本日10月28日は、江戸時代の中期に発生した超巨大地震、宝永地震が発生した日です。この地震は、いつ生じてもおかしくないと言われている南海トラフ地震のひとつと考えられており、前前々回の南海トラフ地震にあたります。今回はこの地震のお話。
宝永地震
317年前の今日、西暦1707年10月28日、旧暦では宝永4年の10月4日、お昼過ぎの午後14時頃に、静岡県沖の遠州灘から、紀伊半島沖、四国沖までを震源とする超巨大地震が発生しました。想定されるマグニチュードは8.6から9.0程度、西日本全域に強い揺れが発生し、広い範囲に大津波が押し寄せた、宝永の南海トラフ地震の発生です。
前回の昭和南海トラフ地震が1946年と1944年、前々回の安政南海トラフ地震が1854年、そして今回のお話、1707年の宝永地震が前前々回の南海トラフ地震となります。歴代の南海トラフ地震のなかでも宝永地震の規模は最大級で、2011年に東日本大震災を引き起こした東北地方太平洋沖地震に次ぐ超巨大地震だったと想定されています。

========

課題.
宝永地震についての抜粋で、南海トラフ地震が起きた年として挙がっている西暦をすべて書き出してください。 抜粋に書かれていることだけを根拠にしてください。

========

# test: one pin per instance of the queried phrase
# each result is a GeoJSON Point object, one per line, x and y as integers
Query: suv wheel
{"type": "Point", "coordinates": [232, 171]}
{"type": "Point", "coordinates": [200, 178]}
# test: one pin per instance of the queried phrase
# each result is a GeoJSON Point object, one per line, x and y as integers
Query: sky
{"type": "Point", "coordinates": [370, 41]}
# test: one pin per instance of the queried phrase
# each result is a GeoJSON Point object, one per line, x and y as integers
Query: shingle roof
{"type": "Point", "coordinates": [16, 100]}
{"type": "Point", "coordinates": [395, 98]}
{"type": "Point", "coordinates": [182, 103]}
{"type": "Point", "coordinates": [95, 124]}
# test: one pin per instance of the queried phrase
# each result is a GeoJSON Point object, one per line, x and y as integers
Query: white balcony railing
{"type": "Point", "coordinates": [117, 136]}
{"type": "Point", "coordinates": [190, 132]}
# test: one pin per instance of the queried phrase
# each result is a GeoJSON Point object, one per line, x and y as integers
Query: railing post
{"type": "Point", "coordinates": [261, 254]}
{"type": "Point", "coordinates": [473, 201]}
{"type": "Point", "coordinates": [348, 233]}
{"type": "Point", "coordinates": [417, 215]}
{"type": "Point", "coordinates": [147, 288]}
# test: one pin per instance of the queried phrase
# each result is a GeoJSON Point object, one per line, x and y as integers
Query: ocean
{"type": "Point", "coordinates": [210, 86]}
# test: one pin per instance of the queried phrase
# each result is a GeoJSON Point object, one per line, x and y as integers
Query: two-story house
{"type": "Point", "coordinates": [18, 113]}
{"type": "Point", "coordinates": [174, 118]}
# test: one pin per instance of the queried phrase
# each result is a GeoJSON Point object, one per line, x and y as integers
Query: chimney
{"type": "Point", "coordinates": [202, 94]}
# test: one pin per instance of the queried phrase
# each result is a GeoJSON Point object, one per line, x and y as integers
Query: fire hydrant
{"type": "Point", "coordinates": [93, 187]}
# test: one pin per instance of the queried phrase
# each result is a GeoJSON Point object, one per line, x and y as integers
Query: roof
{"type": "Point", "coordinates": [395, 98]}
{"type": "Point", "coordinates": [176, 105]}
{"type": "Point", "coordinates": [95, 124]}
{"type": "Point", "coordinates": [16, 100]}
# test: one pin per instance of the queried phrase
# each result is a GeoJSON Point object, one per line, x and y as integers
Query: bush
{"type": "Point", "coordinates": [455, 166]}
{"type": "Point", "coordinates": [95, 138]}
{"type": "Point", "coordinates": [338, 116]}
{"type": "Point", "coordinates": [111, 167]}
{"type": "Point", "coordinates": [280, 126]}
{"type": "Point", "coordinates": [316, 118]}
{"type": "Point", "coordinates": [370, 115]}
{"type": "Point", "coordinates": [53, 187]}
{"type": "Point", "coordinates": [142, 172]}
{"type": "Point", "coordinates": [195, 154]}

========

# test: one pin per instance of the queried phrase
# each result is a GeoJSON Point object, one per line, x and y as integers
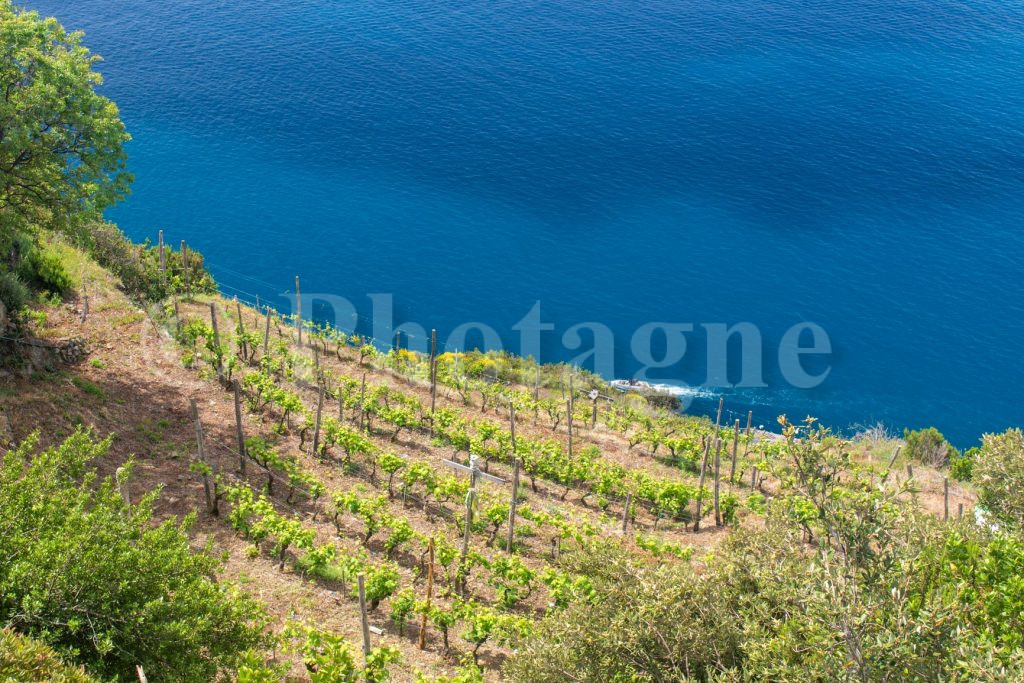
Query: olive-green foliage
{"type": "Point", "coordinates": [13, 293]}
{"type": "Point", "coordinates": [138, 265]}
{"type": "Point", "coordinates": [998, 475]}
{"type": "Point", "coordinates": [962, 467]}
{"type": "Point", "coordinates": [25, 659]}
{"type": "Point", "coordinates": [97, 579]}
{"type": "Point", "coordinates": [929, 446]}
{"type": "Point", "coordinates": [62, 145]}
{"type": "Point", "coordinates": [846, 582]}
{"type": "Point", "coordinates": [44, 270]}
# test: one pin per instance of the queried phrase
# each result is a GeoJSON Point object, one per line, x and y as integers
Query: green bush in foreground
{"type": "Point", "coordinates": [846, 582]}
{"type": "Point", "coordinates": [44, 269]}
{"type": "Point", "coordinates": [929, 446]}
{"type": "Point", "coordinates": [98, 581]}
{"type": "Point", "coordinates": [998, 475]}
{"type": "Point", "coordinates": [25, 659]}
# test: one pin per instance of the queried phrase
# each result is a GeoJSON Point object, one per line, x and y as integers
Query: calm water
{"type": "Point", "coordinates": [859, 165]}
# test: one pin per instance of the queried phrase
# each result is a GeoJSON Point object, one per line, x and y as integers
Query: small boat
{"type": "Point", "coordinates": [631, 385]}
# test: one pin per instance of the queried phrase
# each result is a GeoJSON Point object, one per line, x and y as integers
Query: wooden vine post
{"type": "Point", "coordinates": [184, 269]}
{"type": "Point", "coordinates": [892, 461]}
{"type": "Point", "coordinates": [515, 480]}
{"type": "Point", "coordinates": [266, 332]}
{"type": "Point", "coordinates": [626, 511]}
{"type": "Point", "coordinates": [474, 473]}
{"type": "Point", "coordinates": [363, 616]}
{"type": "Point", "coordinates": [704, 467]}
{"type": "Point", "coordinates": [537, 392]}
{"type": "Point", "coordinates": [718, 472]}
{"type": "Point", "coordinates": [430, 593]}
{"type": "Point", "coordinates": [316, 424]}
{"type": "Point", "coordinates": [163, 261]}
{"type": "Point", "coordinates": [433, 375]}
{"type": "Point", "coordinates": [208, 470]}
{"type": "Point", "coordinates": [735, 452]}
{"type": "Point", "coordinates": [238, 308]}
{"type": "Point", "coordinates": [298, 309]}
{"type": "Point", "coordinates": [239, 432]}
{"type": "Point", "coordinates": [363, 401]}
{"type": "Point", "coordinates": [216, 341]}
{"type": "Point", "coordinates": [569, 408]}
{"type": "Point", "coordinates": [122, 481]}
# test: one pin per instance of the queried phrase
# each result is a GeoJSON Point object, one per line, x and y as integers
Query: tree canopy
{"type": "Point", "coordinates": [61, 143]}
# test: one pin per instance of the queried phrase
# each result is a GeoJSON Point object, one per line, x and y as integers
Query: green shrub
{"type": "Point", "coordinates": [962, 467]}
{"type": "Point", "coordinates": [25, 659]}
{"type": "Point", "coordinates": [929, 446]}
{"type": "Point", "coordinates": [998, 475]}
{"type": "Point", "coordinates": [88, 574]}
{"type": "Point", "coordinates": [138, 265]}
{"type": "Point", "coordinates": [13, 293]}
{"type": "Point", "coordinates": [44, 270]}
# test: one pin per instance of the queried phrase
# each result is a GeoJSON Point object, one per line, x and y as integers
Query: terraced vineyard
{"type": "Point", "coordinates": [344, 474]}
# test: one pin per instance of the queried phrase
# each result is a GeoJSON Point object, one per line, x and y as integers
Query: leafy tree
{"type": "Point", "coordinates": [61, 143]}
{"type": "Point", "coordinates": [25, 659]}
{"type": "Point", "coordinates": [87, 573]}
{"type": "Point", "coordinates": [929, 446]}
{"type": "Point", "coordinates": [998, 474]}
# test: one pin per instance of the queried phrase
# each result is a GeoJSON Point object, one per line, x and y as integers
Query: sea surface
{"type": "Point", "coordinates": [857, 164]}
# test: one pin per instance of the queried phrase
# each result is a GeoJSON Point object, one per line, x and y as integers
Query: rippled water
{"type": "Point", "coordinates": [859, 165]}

========

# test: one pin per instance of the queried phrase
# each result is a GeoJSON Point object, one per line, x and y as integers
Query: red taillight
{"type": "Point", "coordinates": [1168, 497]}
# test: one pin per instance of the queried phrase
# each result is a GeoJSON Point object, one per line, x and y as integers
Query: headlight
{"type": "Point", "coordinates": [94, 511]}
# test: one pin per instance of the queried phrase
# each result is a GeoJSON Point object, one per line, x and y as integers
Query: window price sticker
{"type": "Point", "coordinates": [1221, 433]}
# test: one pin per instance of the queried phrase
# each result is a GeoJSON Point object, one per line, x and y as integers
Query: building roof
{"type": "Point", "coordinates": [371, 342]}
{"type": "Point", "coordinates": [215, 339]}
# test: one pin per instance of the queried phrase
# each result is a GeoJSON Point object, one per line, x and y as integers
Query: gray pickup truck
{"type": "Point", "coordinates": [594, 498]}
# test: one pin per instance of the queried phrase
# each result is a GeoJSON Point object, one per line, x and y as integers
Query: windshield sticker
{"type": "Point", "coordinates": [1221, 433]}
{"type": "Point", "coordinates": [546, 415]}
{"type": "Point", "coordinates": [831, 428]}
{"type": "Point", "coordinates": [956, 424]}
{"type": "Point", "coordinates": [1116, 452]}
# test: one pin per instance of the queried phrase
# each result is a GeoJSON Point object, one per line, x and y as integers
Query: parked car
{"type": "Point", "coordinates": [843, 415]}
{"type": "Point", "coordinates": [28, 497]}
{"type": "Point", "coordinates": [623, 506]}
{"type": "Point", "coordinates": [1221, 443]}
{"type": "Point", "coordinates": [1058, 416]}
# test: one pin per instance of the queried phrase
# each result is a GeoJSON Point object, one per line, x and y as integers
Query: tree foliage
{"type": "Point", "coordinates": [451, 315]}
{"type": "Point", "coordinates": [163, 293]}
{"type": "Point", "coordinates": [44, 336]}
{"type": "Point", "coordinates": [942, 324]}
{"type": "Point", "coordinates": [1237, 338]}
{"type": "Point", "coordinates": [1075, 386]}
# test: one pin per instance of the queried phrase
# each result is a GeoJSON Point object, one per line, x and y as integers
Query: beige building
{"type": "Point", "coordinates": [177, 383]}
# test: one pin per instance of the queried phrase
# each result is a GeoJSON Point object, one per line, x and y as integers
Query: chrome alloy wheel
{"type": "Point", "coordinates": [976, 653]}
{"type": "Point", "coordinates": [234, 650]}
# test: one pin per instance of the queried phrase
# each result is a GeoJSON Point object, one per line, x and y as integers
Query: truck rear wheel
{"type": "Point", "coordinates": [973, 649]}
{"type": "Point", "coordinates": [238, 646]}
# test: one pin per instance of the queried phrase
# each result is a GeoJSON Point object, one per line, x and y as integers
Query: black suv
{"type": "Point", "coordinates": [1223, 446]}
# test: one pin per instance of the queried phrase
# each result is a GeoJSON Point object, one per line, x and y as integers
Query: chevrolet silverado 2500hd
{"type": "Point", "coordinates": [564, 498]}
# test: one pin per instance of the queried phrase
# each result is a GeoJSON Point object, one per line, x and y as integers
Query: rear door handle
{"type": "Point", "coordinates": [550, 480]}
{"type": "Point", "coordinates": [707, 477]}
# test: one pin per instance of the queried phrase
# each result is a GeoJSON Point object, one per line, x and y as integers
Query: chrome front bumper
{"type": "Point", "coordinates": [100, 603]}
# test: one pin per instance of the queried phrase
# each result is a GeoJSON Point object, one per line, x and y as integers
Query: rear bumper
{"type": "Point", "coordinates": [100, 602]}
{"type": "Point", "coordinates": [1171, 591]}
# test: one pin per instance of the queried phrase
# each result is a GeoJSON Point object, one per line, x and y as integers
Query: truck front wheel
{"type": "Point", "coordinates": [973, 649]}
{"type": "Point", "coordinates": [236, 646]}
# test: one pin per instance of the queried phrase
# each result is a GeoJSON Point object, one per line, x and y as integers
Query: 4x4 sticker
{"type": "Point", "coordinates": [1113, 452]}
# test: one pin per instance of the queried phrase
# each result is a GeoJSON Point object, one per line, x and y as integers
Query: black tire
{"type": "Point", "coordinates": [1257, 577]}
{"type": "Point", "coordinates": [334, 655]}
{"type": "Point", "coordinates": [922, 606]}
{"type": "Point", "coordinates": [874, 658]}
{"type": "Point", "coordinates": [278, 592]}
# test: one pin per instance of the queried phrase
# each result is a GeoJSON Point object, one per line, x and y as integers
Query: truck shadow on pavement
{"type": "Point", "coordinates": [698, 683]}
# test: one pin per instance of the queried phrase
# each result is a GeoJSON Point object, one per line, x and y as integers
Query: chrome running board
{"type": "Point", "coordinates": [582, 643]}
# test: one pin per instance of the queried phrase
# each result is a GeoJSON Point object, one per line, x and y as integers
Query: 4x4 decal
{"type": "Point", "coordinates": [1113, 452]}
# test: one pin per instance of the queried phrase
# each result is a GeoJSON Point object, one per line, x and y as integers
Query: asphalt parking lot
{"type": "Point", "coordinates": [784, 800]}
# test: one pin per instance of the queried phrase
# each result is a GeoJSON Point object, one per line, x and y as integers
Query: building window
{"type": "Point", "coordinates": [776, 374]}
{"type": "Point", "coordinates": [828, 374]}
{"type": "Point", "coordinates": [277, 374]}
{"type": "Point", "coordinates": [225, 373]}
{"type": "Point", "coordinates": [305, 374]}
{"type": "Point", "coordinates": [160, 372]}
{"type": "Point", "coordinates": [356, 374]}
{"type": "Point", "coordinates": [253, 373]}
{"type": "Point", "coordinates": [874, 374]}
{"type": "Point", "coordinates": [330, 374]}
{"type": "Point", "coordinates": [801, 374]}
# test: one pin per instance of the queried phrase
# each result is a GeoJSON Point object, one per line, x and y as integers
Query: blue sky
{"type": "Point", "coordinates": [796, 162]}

========

解答.
1707年、1854年、1944年、1946年